> [Source extract]

═══

2008-07-22 Thread Josh Karlin
All,

We just wanted to let you know that Pretty Good BGP (PGBGP) is now
available for Quagga.   The Internet Alert Registry (IAR) has been
running it stably for a few months now and we wanted to open it up to
early adopters.

Overview:
PGBGP is a distributed security mechanism for BGP that attempts to
avoid prefix hijacks, sub-prefix hijacks, and spoofed paths.  Each
router individually computes its own idea of the origin ASes for each
prefix based on the past few days of routing announcements.  Routes
for prefixes with new origin ASes are labeled as anomalous and are
depreferenced for 24 hours, using the more trusted (stable) routes
where possible.  New links are also considered anomalous, as well as
new sub-prefixes.  New sub-prefixes are dealt with by choosing paths
to the trusted less specific when possible for 24 hours.  Opt-in
emails are sent to operators to inform them of anomalies, to help them
identify and fix the problem (if any) within the 24 hours.

═══

> [Data listing]
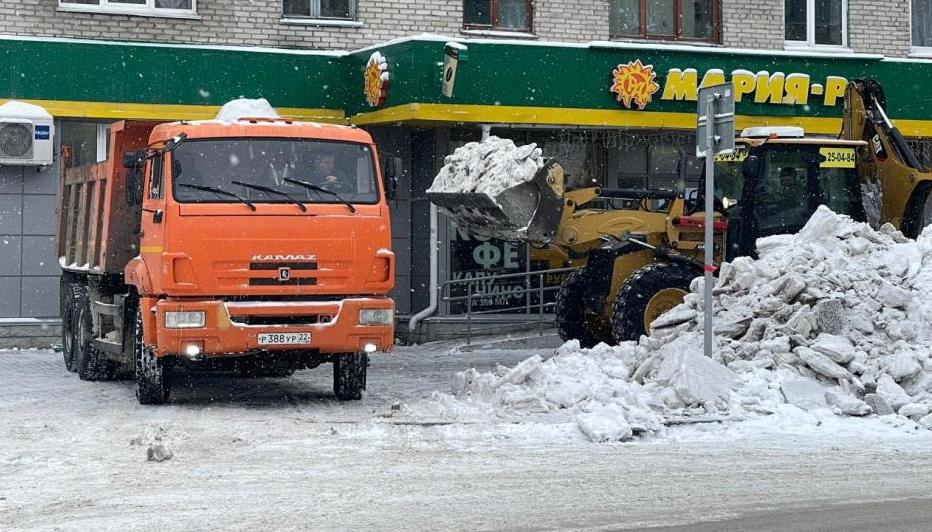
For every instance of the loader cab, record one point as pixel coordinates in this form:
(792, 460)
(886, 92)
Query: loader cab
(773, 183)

═══

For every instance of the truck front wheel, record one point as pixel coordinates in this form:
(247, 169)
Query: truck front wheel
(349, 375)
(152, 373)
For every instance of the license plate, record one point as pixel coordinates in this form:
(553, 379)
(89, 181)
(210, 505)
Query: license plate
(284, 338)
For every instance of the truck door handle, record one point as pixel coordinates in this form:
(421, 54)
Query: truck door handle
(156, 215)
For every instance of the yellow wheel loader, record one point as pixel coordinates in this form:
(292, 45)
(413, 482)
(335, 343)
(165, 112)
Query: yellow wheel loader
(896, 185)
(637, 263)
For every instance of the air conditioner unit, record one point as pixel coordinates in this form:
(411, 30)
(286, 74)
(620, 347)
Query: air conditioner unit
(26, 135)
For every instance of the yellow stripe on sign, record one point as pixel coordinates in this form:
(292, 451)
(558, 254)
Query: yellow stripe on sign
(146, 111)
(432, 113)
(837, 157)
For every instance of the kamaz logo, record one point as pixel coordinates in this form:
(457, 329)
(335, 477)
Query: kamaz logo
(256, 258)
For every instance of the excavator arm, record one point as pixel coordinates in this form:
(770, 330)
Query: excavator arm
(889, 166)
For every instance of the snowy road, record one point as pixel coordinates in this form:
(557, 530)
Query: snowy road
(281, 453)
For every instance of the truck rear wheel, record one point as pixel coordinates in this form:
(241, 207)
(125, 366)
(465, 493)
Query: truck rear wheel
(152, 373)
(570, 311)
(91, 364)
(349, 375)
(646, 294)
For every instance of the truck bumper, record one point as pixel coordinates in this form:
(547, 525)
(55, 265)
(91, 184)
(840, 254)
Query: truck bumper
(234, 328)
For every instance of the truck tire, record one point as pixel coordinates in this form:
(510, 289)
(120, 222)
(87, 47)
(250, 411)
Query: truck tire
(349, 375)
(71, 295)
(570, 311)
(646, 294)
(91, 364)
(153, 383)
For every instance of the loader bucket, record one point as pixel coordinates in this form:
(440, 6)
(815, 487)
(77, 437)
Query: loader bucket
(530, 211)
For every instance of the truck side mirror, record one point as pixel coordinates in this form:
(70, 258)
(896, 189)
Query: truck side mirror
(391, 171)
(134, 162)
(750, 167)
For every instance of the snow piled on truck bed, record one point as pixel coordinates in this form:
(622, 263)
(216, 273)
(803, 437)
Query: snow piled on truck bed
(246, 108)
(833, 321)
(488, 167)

═══

> [Task requirements] Continue the PGBGP announcement from the end of its overview, picking up right after the sentence about opt-in emails. The material plays no part in what follows.

> [Answer for this exercise]
Hardware overhead:
Running PGBGP requires roughly ~20MB of extra RAM.  Adding additional
BGP sessions does not significantly affect PGBGP memory usage.  CPU
requirements are minimal.

Routing performance:
Sometimes, PGBGP will select an inferior path in order to avoid an
anomalous route.  Our studies have shown that typically, anomalous
routes are short lived (e.g. due to convergence churn).  On the IAR,
of the available 1,546,996 routes in the RIB, 5,111 of them are
anomalous at the time of writing this email.  There are corner cases
in which PGBGP could cause loss of reachability, and they are
discussed in the papers.


Documentation, papers, links to NANOG presentations, and the patch
itself are available at the project's webpage:
http://cs.unm.edu/~karlinjf/pgbgp/

If you're interested in PGBGP or would like to help further BGP
security research, please give it a try and let us know that you're
running it.  We'd be happy to entertain suggestions, discuss the
protocol, and provide support.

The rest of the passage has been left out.